◆ Passage shown:
'''
Pride Month is observed in June to recognize the Stonewall Uprising that occurred in New York City in 1969. Though there had been other protests and pushback against draconian anti-homosexual police action before the Stonewall Inn was raided, the riot and protest that occurred over the final weekend of June has become the most famous. The following year, activists organized marches to Central Park, adopting the theme of “Gay Pride” to fight the predominant culture of targeted shame in the United States.
The movement gained a following around the US and the world in the years to come, resulting in some states decriminalizing homosexuality in the following decade, but it wouldn’t be until 2003 that the Supreme Court effectively decriminalized homosexual acts on a nationwide level. Progress in the military has been even slower.
'''
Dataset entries
'''
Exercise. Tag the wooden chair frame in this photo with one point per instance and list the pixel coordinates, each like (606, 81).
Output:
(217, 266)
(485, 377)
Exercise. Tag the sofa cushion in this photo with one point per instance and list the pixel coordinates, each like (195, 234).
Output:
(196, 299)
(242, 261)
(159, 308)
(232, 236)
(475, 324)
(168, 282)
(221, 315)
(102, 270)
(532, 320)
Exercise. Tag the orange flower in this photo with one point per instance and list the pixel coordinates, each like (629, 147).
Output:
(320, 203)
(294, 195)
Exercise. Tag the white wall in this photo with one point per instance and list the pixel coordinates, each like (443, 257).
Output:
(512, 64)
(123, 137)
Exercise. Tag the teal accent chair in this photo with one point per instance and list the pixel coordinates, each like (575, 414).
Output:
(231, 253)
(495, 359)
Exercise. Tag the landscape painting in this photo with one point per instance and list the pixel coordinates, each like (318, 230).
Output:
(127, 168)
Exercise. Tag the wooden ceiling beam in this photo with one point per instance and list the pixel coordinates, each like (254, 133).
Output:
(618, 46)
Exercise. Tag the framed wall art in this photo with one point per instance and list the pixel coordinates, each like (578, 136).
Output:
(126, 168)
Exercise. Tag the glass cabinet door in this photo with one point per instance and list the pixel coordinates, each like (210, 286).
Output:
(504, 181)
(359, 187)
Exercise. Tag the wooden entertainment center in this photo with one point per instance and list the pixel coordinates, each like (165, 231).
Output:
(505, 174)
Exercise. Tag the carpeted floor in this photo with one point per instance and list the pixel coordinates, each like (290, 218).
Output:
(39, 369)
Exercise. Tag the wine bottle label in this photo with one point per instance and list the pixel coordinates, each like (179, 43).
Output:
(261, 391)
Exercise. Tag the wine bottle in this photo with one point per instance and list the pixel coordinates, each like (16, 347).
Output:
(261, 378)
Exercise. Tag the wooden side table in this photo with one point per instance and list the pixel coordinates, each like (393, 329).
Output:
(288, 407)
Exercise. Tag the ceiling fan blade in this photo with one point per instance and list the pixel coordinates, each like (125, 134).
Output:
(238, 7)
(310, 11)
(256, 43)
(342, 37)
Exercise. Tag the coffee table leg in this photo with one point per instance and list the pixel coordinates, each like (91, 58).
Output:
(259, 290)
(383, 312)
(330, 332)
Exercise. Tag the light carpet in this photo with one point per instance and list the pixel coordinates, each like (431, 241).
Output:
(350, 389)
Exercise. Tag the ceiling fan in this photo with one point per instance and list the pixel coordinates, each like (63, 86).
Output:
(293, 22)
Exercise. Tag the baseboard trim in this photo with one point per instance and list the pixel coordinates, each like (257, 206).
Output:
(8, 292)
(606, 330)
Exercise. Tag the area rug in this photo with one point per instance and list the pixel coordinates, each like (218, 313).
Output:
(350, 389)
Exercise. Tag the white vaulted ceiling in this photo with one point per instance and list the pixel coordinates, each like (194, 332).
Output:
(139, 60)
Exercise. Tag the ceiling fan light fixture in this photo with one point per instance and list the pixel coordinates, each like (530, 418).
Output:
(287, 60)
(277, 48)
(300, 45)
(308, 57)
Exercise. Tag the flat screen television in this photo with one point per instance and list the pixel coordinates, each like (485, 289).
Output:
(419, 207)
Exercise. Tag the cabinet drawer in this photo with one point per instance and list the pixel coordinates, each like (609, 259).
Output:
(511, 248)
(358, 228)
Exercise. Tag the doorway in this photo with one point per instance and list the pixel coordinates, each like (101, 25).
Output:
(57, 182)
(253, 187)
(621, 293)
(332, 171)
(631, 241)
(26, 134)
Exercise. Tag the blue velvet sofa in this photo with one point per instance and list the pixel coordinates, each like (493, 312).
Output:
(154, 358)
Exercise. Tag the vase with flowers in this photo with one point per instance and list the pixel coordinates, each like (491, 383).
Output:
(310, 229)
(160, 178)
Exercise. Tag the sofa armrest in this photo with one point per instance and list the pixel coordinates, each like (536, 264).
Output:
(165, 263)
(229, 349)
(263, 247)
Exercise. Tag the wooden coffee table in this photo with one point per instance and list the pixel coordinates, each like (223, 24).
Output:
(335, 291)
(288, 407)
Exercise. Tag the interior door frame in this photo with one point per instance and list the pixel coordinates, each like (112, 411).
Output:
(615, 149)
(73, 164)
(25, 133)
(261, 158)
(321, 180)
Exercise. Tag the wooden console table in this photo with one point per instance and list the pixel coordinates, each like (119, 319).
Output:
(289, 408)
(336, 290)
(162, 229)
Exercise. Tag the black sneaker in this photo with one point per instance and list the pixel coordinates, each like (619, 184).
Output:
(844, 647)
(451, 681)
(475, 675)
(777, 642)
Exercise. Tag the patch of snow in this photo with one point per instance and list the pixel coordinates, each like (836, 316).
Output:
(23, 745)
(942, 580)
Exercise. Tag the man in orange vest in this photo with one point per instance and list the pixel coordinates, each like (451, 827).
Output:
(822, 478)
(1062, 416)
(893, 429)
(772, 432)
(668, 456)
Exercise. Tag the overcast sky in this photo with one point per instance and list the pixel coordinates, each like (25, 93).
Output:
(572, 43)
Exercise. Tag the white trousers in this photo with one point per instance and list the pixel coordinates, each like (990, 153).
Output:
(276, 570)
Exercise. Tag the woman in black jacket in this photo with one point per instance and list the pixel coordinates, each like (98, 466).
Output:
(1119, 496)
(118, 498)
'''
Please state the year in which, according to the Pride Month passage, the Supreme Court effectively decriminalized homosexual acts nationwide.

◆ Response: 2003